Problem statement |
List every intraocular pressure value given in millimeters of mercury (mm Hg) in the glaucoma stent article below.

Nancy A. Melville

May 28, 2014

ORLANDO, Florida — In patients with primary open-angle glaucoma who have failed to respond to medication, microinvasive glaucoma surgery with the CyPass Micro-Stent (Transcend Medical) is safe and can lead to a sustained reduction in intraocular pressure, a new study shows.

"This as an important option for patients who were looking at trabeculectomy," said lead investigator Randy Craven, MD, associate professor of ophthalmology at the Wilmer Eye Institute, Johns Hopkins School of Medicine, in Baltimore, Maryland.

"It does seem to have a low risk associated with it, and it potentially provides patients with an option aside from a filtering procedure to control the pressure," he added.

The stent is implanted into the supraciliary space through a 1.5 mm corneal incision, Dr. Craven explained.

"The implantation is similar to the iStent," he said. "The device is placed across the anterior chamber and you make a small cleft into the supraciliary space and place the device into the suprachoroidal space."

Dr. Craven presented results from the multicenter, single-group DUETTE study here at Association for Research in Vision and Ophthalmology 2014 Annual Meeting.

The 65 patients implanted with the CyPass microstent had primary open-angle glaucoma and were refractory to topical glaucoma therapy.

At baseline, 69% of the patients were taking 2 or more medications, and all had medicated intraocular pressure levels of at least 21 mm Hg (mean, 24.5 mm Hg).

At 12 months, results were available for 47 patients.

Overall, there was a 32% reduction in pressure from baseline (P < .0001), to a mean of 16.7 mm Hg. In addition, medication use declined from a mean of 2.2 drugs at baseline to 1.5 at 12 months (P = .008).

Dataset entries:
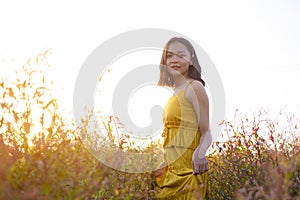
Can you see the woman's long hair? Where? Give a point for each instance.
(194, 70)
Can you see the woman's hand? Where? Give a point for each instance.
(199, 162)
(161, 170)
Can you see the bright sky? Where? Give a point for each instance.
(254, 44)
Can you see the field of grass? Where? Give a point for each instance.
(43, 157)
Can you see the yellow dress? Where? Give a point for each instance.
(181, 138)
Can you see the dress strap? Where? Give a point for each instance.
(188, 85)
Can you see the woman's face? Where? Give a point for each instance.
(178, 59)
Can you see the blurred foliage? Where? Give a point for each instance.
(43, 157)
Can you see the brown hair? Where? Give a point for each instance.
(194, 71)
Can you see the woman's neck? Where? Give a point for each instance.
(180, 82)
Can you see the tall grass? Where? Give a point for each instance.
(43, 157)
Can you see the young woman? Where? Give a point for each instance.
(186, 125)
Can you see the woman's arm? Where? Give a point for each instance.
(196, 94)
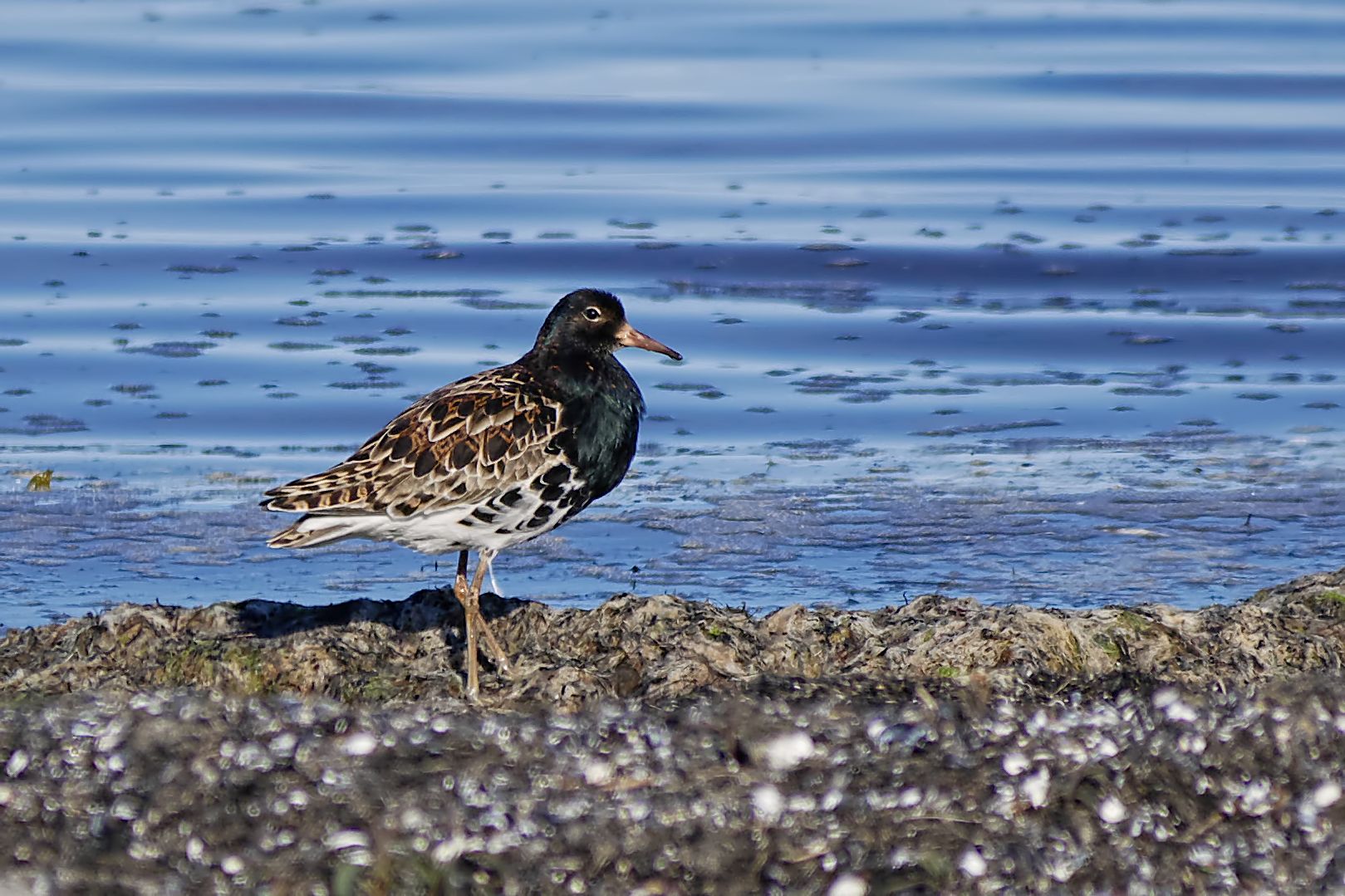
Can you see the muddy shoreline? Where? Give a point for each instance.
(663, 746)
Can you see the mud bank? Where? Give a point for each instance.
(938, 747)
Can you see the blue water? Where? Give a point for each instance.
(1033, 301)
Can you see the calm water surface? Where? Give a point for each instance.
(1033, 301)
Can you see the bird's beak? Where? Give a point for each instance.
(628, 335)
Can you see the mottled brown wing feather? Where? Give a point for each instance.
(458, 446)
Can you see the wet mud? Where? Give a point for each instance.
(663, 746)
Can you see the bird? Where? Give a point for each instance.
(491, 460)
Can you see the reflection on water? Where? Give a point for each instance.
(1034, 301)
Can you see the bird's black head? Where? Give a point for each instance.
(593, 321)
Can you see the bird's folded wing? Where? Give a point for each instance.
(455, 447)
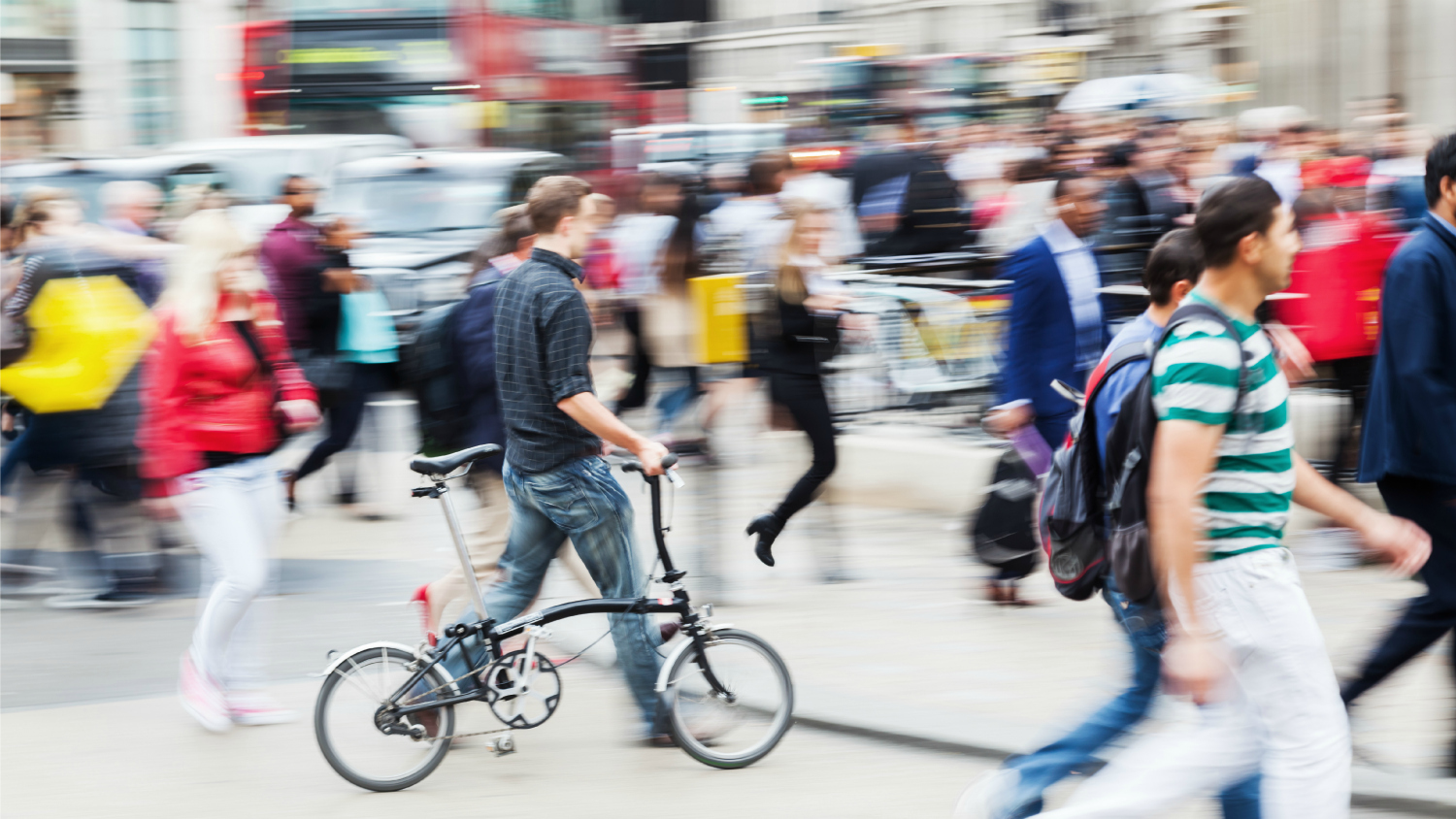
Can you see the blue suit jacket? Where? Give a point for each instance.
(1409, 423)
(1042, 340)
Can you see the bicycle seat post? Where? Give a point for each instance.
(462, 550)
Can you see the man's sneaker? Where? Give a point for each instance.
(102, 600)
(987, 796)
(255, 707)
(203, 697)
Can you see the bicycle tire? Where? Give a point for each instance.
(702, 748)
(337, 761)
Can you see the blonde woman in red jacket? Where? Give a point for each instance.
(218, 384)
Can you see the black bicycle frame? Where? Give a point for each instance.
(497, 633)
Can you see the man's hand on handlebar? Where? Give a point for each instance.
(649, 454)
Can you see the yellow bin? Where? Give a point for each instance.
(718, 308)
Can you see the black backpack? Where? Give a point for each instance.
(1074, 528)
(427, 369)
(1129, 457)
(1002, 531)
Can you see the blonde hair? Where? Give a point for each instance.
(35, 209)
(789, 281)
(209, 241)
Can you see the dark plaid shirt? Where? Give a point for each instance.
(542, 341)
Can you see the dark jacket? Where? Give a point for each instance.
(785, 332)
(474, 349)
(1042, 338)
(87, 438)
(1409, 422)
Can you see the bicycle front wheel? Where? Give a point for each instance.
(736, 714)
(349, 723)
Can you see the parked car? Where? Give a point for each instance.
(425, 213)
(256, 166)
(86, 175)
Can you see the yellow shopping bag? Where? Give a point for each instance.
(86, 335)
(719, 311)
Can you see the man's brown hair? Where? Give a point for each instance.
(1232, 212)
(553, 198)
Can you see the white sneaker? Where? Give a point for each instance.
(255, 707)
(986, 798)
(203, 697)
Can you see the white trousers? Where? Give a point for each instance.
(1278, 710)
(233, 513)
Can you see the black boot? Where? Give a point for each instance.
(768, 528)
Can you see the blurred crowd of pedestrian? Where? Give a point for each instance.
(215, 351)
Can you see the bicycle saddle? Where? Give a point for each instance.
(446, 464)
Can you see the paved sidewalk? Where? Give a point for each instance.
(903, 646)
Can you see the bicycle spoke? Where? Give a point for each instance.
(358, 684)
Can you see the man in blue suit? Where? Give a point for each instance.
(1056, 320)
(1409, 423)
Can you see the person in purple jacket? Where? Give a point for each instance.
(290, 255)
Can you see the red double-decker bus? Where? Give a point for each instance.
(513, 73)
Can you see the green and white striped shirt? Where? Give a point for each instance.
(1196, 377)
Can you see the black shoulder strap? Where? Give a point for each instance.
(1194, 311)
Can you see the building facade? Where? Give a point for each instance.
(98, 76)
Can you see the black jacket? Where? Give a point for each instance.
(102, 437)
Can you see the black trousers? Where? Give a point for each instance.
(1432, 615)
(641, 364)
(346, 413)
(804, 398)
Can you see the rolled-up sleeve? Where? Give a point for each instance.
(565, 332)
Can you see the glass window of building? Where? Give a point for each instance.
(151, 49)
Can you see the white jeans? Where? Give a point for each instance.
(233, 513)
(1278, 711)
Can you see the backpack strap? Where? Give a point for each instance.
(1114, 361)
(1194, 311)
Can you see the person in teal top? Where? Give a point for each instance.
(366, 344)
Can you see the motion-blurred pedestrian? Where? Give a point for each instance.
(640, 241)
(1409, 425)
(1223, 473)
(555, 428)
(798, 329)
(131, 207)
(82, 463)
(472, 346)
(290, 256)
(218, 384)
(349, 322)
(1054, 331)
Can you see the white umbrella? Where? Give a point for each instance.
(1136, 92)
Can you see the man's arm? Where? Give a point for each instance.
(1182, 455)
(570, 380)
(1401, 541)
(588, 410)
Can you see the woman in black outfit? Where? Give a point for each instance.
(798, 329)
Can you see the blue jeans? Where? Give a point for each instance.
(581, 501)
(1047, 766)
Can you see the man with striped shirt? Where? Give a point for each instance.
(1242, 639)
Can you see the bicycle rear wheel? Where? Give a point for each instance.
(743, 722)
(348, 725)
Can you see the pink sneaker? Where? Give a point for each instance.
(203, 697)
(255, 707)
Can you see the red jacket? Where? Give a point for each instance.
(209, 395)
(1341, 270)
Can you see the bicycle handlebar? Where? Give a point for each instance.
(669, 461)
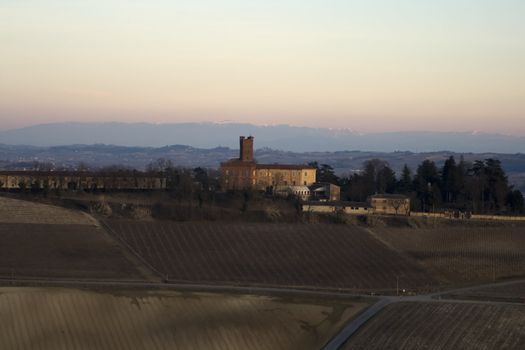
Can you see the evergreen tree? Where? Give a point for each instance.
(405, 184)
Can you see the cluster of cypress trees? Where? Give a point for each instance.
(478, 187)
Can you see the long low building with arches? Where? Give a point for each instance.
(80, 180)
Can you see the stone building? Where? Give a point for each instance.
(79, 180)
(391, 204)
(244, 172)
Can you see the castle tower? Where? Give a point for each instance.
(246, 149)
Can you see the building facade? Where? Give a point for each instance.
(390, 204)
(244, 172)
(79, 180)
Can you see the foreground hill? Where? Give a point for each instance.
(14, 211)
(44, 241)
(458, 254)
(436, 326)
(54, 319)
(320, 256)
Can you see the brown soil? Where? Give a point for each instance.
(436, 326)
(72, 251)
(56, 319)
(299, 255)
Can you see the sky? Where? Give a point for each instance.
(371, 66)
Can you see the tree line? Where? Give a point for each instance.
(478, 187)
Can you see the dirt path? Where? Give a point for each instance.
(350, 329)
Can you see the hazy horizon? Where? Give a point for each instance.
(374, 66)
(233, 122)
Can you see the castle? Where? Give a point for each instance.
(244, 172)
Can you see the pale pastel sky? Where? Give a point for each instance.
(369, 65)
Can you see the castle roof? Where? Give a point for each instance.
(284, 166)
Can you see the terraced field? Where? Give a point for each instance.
(437, 326)
(66, 319)
(72, 251)
(463, 254)
(318, 256)
(25, 212)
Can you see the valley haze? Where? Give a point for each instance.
(281, 137)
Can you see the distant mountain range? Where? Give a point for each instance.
(23, 157)
(282, 137)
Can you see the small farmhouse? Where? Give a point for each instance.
(390, 204)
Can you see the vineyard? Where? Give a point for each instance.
(443, 326)
(58, 319)
(78, 251)
(463, 254)
(318, 256)
(25, 212)
(514, 292)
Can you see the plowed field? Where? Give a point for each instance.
(55, 319)
(24, 212)
(437, 326)
(66, 251)
(463, 254)
(319, 256)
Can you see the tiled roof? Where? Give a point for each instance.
(284, 166)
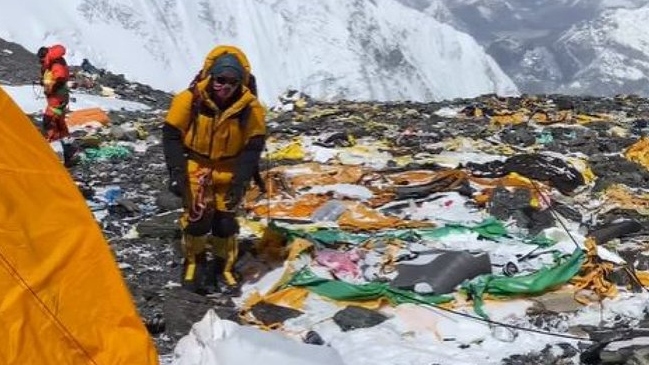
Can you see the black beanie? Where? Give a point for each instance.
(227, 62)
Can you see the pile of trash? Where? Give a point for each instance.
(458, 229)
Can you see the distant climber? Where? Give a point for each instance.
(55, 75)
(212, 140)
(88, 67)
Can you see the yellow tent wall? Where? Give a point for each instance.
(62, 298)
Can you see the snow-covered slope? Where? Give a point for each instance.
(329, 49)
(571, 46)
(609, 54)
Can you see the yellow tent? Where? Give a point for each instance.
(62, 297)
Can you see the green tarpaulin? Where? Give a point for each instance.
(535, 283)
(489, 229)
(340, 290)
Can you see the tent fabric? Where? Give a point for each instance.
(85, 116)
(63, 298)
(343, 291)
(534, 283)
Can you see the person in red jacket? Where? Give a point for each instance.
(54, 78)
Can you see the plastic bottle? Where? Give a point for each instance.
(329, 212)
(112, 194)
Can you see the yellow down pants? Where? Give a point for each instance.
(206, 224)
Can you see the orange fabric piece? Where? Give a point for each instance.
(63, 298)
(359, 217)
(301, 208)
(326, 175)
(85, 116)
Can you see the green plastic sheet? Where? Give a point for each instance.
(343, 291)
(488, 229)
(104, 153)
(535, 283)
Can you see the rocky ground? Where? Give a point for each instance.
(140, 226)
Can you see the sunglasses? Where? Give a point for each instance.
(223, 80)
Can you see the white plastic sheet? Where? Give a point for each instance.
(214, 341)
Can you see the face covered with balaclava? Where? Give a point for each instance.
(226, 73)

Output for this exercise |
- At least 21 mm Hg (the minimum medicated pressure at baseline)
- 24.5 mm Hg (the mean pressure at baseline)
- 16.7 mm Hg (the mean pressure at 12 months)